_Text passage_

+===+

School officials in four states have decided to allow Beef Products Inc.'s lean finely textured beef -- the ammonia-treated mash of meat trimmings more commonly known as "pink slime" -- back into their school lunch programs for the coming year, Politico's Bill Tomson and Helena Bottemiller Evich report.
Government data uncovered by Tomson and Evich show that schools in Illinois, Pennsylvania, Virginia and Texas ordered ground beef that "may contain the controversial product" for use in school lunches over the next nine months. They join schools in Iowa, Nebraska and South Dakota, which didn't stop serving "pink slime" after a national outcry over the product erupted in spring 2012.
Public schools in these seven states, which together account for more than a fifth of the country's total enrollment, ordered about 2 million pounds of the questionable ground beef for the 2013-2014 school year. Schools across the country ordered about 7 million pounds of "pink slime" for use in ground beef in the 2011-2012 school year.
The safety of "pink slime" remains an unsettled question. Though some food safety advocates, and many in the meat industry, insist that lean finely textured beef is just as safe as other ground beef, a Pulitzer Prize-winning report in The New York Times showed that numerous government reports have connected the product with elevated levels of disease-causing E. coli bacteria. A blitz of bad press that started with an ABC News report by Diane Sawyer convinced much of the American public that the product was at least gross, and possibly dangerous, prompting most restaurant chains, supermarkets and public schools to ditch the product about a year and a half ago.
Schools are likely embracing the mushy meat-stuff again now for three reasons: Outrage about "pink slime" seems to have subsided, beef prices are hovering around all-time highs and school lunch budgets have been tight for years.
According to Politico, adding lean finely textured beef to ground beef reduces its cost by about 3 percent.

+===+

_Available data_

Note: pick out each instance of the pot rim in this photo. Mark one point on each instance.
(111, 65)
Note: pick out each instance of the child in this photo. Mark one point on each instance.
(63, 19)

+===+

Repeat word for word the part of the school lunch beef article from "Schools are likely" to "tight for years.".

_Finished task_
Schools are likely embracing the mushy meat-stuff again now for three reasons: Outrage about "pink slime" seems to have subsided, beef prices are hovering around all-time highs and school lunch budgets have been tight for years.